(What to work on)
Print the data that follows without changing a single word.

##############################

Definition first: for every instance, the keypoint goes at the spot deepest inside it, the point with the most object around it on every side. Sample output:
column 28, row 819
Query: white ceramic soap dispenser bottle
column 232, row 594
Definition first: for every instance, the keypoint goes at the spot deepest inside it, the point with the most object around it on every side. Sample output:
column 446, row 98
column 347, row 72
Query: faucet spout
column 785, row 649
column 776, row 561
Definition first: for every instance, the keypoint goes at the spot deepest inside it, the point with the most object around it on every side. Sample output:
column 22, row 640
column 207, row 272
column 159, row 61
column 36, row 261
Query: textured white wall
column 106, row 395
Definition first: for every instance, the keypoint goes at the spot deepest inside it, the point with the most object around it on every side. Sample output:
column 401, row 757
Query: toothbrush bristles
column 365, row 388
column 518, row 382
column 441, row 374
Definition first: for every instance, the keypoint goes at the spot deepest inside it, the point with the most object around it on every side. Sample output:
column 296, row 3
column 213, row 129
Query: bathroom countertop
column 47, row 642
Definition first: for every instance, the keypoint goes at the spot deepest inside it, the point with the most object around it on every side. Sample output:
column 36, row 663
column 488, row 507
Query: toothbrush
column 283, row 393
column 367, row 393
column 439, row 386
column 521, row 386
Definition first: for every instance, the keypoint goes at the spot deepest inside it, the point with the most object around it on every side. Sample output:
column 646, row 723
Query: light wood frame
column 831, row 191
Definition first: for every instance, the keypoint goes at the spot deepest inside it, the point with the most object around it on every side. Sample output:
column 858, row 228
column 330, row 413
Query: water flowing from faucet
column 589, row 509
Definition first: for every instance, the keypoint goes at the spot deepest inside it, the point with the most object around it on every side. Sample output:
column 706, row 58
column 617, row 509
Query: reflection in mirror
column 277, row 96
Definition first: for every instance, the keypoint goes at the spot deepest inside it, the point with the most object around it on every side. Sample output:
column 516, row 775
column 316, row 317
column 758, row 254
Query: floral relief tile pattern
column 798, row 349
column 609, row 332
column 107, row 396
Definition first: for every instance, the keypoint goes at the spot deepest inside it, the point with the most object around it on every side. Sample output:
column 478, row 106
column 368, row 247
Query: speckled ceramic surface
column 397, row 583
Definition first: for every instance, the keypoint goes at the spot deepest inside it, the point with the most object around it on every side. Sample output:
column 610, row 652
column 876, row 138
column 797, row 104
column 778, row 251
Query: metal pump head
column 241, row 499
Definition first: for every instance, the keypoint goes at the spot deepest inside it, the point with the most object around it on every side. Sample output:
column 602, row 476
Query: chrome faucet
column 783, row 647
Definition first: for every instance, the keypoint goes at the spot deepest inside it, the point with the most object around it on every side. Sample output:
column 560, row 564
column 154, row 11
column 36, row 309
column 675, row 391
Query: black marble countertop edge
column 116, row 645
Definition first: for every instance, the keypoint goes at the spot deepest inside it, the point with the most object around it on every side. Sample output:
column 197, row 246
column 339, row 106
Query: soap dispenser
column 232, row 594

##############################

(Answer space)
Definition first: for every instance, the keypoint goes at the spot deepest inside it, the point with the most object around it on every side. Sample output:
column 28, row 819
Query: white ceramic soap dispenser bottle
column 232, row 594
Definition first: for every instance, the keypoint goes at the spot deepest inside it, the point with the most object around it on every side. Sample output:
column 446, row 98
column 347, row 72
Query: faucet spout
column 785, row 649
column 776, row 561
Definition first: for every instance, the keypoint goes at the spot deepest inside it, the point with the most object around it on every side. Sample output:
column 22, row 640
column 207, row 272
column 159, row 61
column 36, row 261
Query: textured white wall
column 106, row 395
Definition first: for every instance, the keypoint goes at the spot deepest inside it, the point with the most object around it on every side. Sample output:
column 401, row 757
Query: toothbrush bristles
column 365, row 388
column 518, row 382
column 441, row 374
Definition first: for every instance, the keypoint goes at the spot deepest inside it, the point with the most object around it on every side. Sample output:
column 296, row 3
column 213, row 129
Query: bathroom countertop
column 47, row 642
Definition first: for every instance, the keypoint goes at the spot deepest inside it, the point with the most object around it on every side. Sample output:
column 36, row 663
column 488, row 507
Query: toothbrush
column 283, row 393
column 367, row 393
column 439, row 386
column 521, row 386
Definition first: for every instance, the keypoint goes at the spot deepest inside it, the point with the most object around it on every side. Sample output:
column 646, row 723
Query: light wood frame
column 831, row 191
Definition first: for every instance, the keypoint goes at the spot deepest inside it, the point with the most object around it on every side. Sample output:
column 858, row 228
column 330, row 413
Query: water flowing from faucet
column 589, row 509
Definition first: for every instance, the keypoint goes at the spot deepest inside it, the point with the most object around it on every side. Sample output:
column 706, row 58
column 617, row 509
Query: reflection in mirror
column 277, row 96
Definition first: for every instance, the keypoint goes at the spot deepest inside it, the point with the most object around it on every side. Sample output:
column 516, row 775
column 316, row 317
column 758, row 254
Query: floral relief tile pattern
column 798, row 349
column 609, row 332
column 107, row 396
Definition first: for every instance, the keypoint goes at the spot deepest inside it, the point with the most object around it on every side. Sample output:
column 478, row 106
column 368, row 247
Query: speckled ceramic surface
column 397, row 583
Definition first: for every instance, the keypoint goes at the spot deepest inside it, the point with the most object around it on every side. Sample output:
column 610, row 652
column 876, row 138
column 797, row 104
column 778, row 251
Query: metal pump head
column 241, row 499
Definition first: for every instance, the keypoint goes at the spot deepest inside it, the point with the most object around it on every side. Sample output:
column 602, row 476
Query: chrome faucet
column 783, row 647
Definition first: for every instance, the keypoint goes at the spot deepest inside it, the point with the most object around it on every side. Sample output:
column 560, row 564
column 154, row 11
column 36, row 309
column 675, row 391
Query: black marble countertop edge
column 116, row 645
Definition first: for every instance, the keypoint goes at the spot deepest inside it, the point with the most object around it on every side. Sample output:
column 197, row 246
column 339, row 106
Query: soap dispenser
column 232, row 594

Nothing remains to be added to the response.